- **Requirements**
Return the material below in full and exactly.

[START OF The data]

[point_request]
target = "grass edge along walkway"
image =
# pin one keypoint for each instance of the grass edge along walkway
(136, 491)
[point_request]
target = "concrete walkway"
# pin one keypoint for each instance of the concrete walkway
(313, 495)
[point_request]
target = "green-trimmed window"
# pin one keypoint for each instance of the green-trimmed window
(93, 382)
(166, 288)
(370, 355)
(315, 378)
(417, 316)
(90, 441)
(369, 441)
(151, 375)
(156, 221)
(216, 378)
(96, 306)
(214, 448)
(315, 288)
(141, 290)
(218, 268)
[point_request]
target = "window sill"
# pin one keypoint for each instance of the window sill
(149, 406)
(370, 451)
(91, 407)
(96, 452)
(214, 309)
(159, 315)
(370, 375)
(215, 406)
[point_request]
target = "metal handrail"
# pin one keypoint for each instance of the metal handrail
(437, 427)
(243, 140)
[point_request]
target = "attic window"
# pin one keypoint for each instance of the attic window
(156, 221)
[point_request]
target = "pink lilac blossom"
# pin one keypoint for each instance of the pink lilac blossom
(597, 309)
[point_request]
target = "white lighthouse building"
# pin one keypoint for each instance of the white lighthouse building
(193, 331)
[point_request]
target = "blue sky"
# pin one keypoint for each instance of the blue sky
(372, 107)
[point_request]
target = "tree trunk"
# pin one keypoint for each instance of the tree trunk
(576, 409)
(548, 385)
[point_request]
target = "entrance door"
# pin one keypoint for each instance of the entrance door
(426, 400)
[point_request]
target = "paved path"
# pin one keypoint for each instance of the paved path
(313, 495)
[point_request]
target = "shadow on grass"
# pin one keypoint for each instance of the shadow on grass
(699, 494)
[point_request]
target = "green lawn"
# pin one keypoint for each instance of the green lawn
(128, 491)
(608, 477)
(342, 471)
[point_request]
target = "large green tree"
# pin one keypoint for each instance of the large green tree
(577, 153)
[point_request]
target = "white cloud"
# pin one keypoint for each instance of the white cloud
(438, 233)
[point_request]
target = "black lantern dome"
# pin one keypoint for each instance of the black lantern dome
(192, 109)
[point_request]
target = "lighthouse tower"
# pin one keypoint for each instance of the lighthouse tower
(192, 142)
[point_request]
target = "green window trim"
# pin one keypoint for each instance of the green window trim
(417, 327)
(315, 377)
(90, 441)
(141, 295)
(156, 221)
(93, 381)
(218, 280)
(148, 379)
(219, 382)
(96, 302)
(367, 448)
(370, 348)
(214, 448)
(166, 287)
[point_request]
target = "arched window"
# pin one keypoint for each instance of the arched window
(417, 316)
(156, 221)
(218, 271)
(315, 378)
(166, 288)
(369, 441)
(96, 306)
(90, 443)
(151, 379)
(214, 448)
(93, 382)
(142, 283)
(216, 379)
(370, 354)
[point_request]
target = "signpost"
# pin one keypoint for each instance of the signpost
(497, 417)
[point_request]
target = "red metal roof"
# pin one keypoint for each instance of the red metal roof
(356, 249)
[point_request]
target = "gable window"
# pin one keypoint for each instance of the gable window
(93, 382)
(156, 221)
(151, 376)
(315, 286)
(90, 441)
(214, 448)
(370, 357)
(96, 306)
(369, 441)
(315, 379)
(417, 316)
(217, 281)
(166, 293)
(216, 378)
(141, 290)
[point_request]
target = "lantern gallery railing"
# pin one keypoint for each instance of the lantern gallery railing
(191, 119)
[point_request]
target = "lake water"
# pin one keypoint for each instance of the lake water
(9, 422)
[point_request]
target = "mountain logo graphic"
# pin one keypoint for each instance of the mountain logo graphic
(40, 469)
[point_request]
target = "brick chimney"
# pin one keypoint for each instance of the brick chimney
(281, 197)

[END OF The data]

- **Result below**
[point_request]
target = "grass edge along walkway"
image =
# pin one keypoint for each instance of the grass edge along walkway
(136, 491)
[point_request]
target = "concrete walkway"
# pin one keypoint for each instance of the concrete walkway
(313, 495)
[point_request]
target = "green-trimmed window"
# pin one keypoint for each instance of the green-trimmed window
(93, 382)
(166, 288)
(370, 355)
(315, 378)
(417, 316)
(90, 441)
(369, 441)
(151, 375)
(156, 221)
(216, 378)
(96, 306)
(214, 448)
(315, 288)
(141, 290)
(218, 268)
[point_request]
target = "window sill"
# pin one keypoint for each instance of the window sill
(149, 406)
(370, 451)
(91, 407)
(96, 452)
(214, 309)
(159, 315)
(370, 375)
(215, 406)
[point_request]
target = "metal handrail"
# pin one keypoint for each instance of the metal handrail
(437, 427)
(243, 140)
[point_request]
target = "attic window"
# pin one keypoint for each instance of the attic window
(156, 221)
[point_request]
target = "pink lilac blossom"
# pin one keypoint for each instance of the pink lilac blossom
(597, 309)
[point_request]
target = "white lighthouse building"
# pin one keypoint for each instance of the white lighthouse building
(193, 331)
[point_request]
target = "blue sky"
# pin one keypoint for each instance of the blue sky
(372, 107)
[point_request]
target = "tree trunk"
# pin one keypoint for each instance of the tree trunk
(576, 409)
(548, 385)
[point_request]
target = "entrance door"
# pin one keypoint for each instance of the entrance door
(426, 400)
[point_request]
target = "paved path"
# pin one keypoint for each instance of the paved path
(313, 495)
[point_request]
target = "shadow on grass"
# pin one keypoint for each instance of the shadow on grass
(699, 494)
[point_request]
target = "green lawn"
# pin one keypoint for each instance of the green lawn
(128, 491)
(608, 477)
(342, 471)
[point_request]
target = "large green tree"
# pin one keypoint for each instance of the large green tree
(577, 153)
[point_request]
target = "white cloud"
# pin one keypoint for each instance of the white cloud
(438, 233)
[point_request]
target = "black lantern dome"
# pin one keypoint for each instance of the black lantern dome
(192, 109)
[point_request]
target = "lighthouse tower"
# pin one keypoint for each instance of the lighthouse tower
(192, 142)
[point_request]
target = "green window trim"
# pin one keypoint for each instance of the green window trim
(417, 327)
(315, 377)
(90, 441)
(141, 295)
(156, 221)
(93, 381)
(218, 280)
(148, 379)
(219, 382)
(96, 302)
(367, 448)
(370, 348)
(214, 448)
(166, 287)
[point_request]
target = "arched window"
# pin one keypoint for each instance of the arched window
(417, 316)
(156, 221)
(218, 271)
(315, 378)
(166, 288)
(369, 441)
(96, 306)
(90, 443)
(151, 379)
(214, 448)
(93, 382)
(142, 283)
(216, 379)
(370, 354)
[point_request]
target = "signpost"
# pin one keypoint for each instance of the signpost
(497, 417)
[point_request]
target = "red metal roof"
# pin one keypoint for each instance of the red metal roof
(356, 249)
[point_request]
target = "gable window"
# pin one keypoint for each instance of the gable window
(93, 382)
(156, 221)
(151, 376)
(315, 286)
(90, 441)
(214, 448)
(370, 357)
(96, 306)
(369, 441)
(315, 379)
(417, 316)
(217, 281)
(166, 293)
(216, 378)
(141, 290)
[point_request]
target = "lantern gallery railing"
# pin one keypoint for each instance of the lantern gallery railing
(191, 119)
[point_request]
target = "lake water"
# pin one keypoint for each instance of the lake water
(9, 422)
[point_request]
target = "mountain logo graphic"
# pin one keypoint for each instance of the mountain logo graphic
(40, 469)
[point_request]
target = "brick chimney"
# pin one keypoint for each instance of the brick chimney
(281, 197)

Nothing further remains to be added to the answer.